Action item
Pictures aside, copy every record word for word.

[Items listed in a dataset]

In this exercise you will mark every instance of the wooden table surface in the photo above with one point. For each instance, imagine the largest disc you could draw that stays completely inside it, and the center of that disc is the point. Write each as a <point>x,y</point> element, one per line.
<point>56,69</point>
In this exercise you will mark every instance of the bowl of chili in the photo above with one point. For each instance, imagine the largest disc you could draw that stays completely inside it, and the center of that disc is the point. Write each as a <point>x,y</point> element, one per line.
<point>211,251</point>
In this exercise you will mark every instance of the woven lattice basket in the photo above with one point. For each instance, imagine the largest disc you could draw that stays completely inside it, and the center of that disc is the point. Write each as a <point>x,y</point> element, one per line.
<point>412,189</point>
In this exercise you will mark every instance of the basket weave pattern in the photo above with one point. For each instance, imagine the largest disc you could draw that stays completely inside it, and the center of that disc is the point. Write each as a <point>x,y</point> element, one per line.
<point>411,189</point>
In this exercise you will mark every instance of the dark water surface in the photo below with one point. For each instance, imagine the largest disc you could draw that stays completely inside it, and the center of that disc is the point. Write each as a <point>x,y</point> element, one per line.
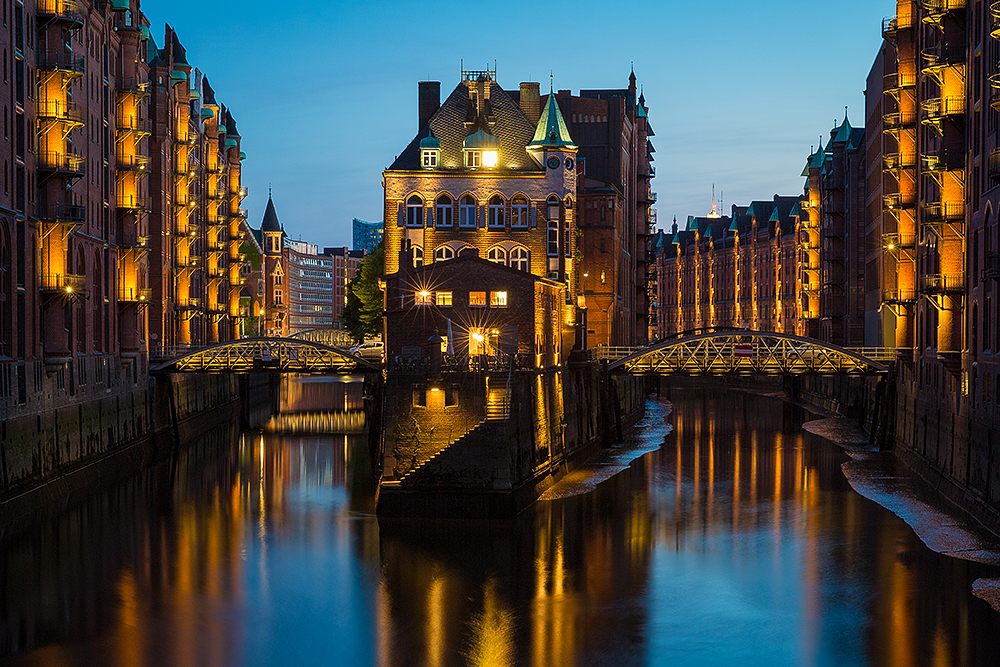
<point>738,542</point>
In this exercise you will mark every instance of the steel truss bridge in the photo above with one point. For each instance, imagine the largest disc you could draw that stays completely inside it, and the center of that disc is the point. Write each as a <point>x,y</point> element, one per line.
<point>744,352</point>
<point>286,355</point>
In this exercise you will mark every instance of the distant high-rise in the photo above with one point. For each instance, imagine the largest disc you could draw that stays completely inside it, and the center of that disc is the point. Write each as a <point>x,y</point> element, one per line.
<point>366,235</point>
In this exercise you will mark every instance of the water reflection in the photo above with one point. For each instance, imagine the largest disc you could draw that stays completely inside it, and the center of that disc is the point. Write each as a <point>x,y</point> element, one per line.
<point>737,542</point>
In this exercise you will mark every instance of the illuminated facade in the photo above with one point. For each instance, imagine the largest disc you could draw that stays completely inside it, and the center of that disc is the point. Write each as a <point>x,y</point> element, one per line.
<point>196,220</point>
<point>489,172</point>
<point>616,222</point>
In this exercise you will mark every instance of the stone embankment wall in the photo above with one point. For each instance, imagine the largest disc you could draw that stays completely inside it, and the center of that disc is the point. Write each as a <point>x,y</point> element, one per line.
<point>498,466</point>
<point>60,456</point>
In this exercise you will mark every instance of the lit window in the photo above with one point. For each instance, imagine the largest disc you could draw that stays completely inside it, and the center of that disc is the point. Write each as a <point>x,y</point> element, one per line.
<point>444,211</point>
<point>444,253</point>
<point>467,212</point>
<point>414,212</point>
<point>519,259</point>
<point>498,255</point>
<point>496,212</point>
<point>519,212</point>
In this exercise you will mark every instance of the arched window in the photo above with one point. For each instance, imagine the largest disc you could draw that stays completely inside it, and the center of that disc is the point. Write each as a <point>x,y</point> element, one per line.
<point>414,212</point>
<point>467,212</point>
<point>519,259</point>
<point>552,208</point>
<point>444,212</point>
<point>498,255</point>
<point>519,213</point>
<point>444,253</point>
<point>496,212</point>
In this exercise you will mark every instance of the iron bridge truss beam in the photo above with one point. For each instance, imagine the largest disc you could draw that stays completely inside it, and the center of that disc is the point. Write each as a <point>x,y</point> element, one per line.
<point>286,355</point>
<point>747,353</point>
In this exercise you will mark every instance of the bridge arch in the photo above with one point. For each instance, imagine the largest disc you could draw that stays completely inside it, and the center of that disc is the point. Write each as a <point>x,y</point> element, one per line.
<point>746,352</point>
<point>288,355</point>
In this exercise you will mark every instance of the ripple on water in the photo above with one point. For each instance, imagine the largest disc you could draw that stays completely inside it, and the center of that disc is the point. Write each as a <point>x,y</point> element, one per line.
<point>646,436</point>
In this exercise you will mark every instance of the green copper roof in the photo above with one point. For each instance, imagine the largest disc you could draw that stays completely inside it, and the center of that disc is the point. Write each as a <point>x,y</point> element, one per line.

Solution to this exercise
In this exercise you will mark every instance of the wooden table surface in the photo above with one point. For each instance, imagine the largest disc you could draw that stays completely inside it, and the center of that disc is the point. Write each as a <point>x,y</point> element, one per line.
<point>56,69</point>
In this exercise you will mark every instance of the bowl of chili in the photo above with one point. For each instance, imagine the largest disc you could draw that stays completely inside it, and the center of that disc is the point. Write each as a <point>x,y</point> element, one per line.
<point>211,251</point>
In this exercise you will mark every instance of the woven lattice basket in the photo above with one point. For each instance, imagine the largest disc you could draw that stays completely inside it, and the center of that disc is the point. Write each as a <point>x,y</point> element, one per line.
<point>412,189</point>
In this exercise you will mark every instance of the basket weave pattern in the photo above with one point. For each instance, imagine the largest disc you could draw that stays completely inside it, and the center of that disc is the point. Write each as a <point>x,y</point> element, one per line.
<point>411,189</point>
In this exercise you will mark every instance of the dark water surface in the photo below with one point. For each instance, imagine the largest disc you could draw that stays completely inside it, and the center of that disc is the point. Write each as a <point>x,y</point> element, one per line.
<point>738,542</point>
In this exercise you will mark every instance of the steel truss bridge in the photo above with one point. For each instance, imagine the largest disc you could draw that stays completely inside it, and the center of that disc is the point. Write each as a <point>x,y</point> element, one per line.
<point>744,352</point>
<point>286,355</point>
In this exercise you will mark every instance of the distant high-rise in the photo above with one point. For each instance, imagine the largest disc you could draw that stays completely inside it, and the center of that disc is the point. Write each as a <point>x,y</point> element, one per line.
<point>366,235</point>
In this exercise you will mark every instance of the water reflection in the photo above with one point. For each instance, imagine the largest disc you could draw that stays completely inside it, and the center of that disc is the point. Write each as a <point>x,y</point> element, one per line.
<point>737,542</point>
In this exercise you will mark every instance of the illuminated facade in the photo above with one point. For each instance, imagine the largest disc you could draw that stays completely inside it, and the center of that disc is the point. Write each as a <point>x,y</point> element, one per line.
<point>196,220</point>
<point>489,172</point>
<point>616,222</point>
In this exercise you will mark every instance of the stone embankment wall in the photo above with one point. For each instance, imagine the largest disc you could draw that stays completely inside it, and the center of that disc is the point. Write each as a <point>x,y</point> element, one per line.
<point>498,466</point>
<point>60,456</point>
In this exercise you will mark every instance of the lit window in the photo above with one point. For each instance, imagine the largest disc you could draw that stays completely inside it, and the center of that disc is the point. Write each as a <point>x,y</point> element, one per line.
<point>444,211</point>
<point>444,253</point>
<point>467,212</point>
<point>414,212</point>
<point>519,259</point>
<point>498,255</point>
<point>496,212</point>
<point>519,212</point>
In this exercise you will mark every instance of the arched window in the photo above with one point. For each instance, imagine the largest disc you could draw that stays completely inside it, and the center of that disc is the point. Write each as a <point>x,y</point> element, one per line.
<point>414,212</point>
<point>467,212</point>
<point>519,259</point>
<point>552,208</point>
<point>444,212</point>
<point>498,255</point>
<point>519,213</point>
<point>444,253</point>
<point>496,212</point>
In this exercise you will mark every instance of the iron bridge truss beam in the photo above with one point. For each instance, imagine the largest disc you could draw that stays completely inside it, and the center of that disc is the point. Write each as a <point>x,y</point> element, one per line.
<point>286,355</point>
<point>747,353</point>
In this exercise you will mark every instance of the bridge arch in the photo above with one point. For each instance, imagine the largest disc you could draw that stays completely inside it, and the center of that disc is the point. Write each as a <point>x,y</point> element, one per line.
<point>746,352</point>
<point>288,355</point>
In this exercise you will mark every instance of the ripple on water in the photo above with one point. For each instance, imagine the largest disc you could draw that stays completely inside it, and the center of that disc is the point. Write each as a <point>x,y</point> element, one per line.
<point>646,436</point>
In this exercise you will mark every instance of the green copper roof in the photo above with one point. For each instance, imagine the largest disc you could draw that stays completely inside it, and the center of that disc is the point. Write each as a <point>x,y</point> element, one per line.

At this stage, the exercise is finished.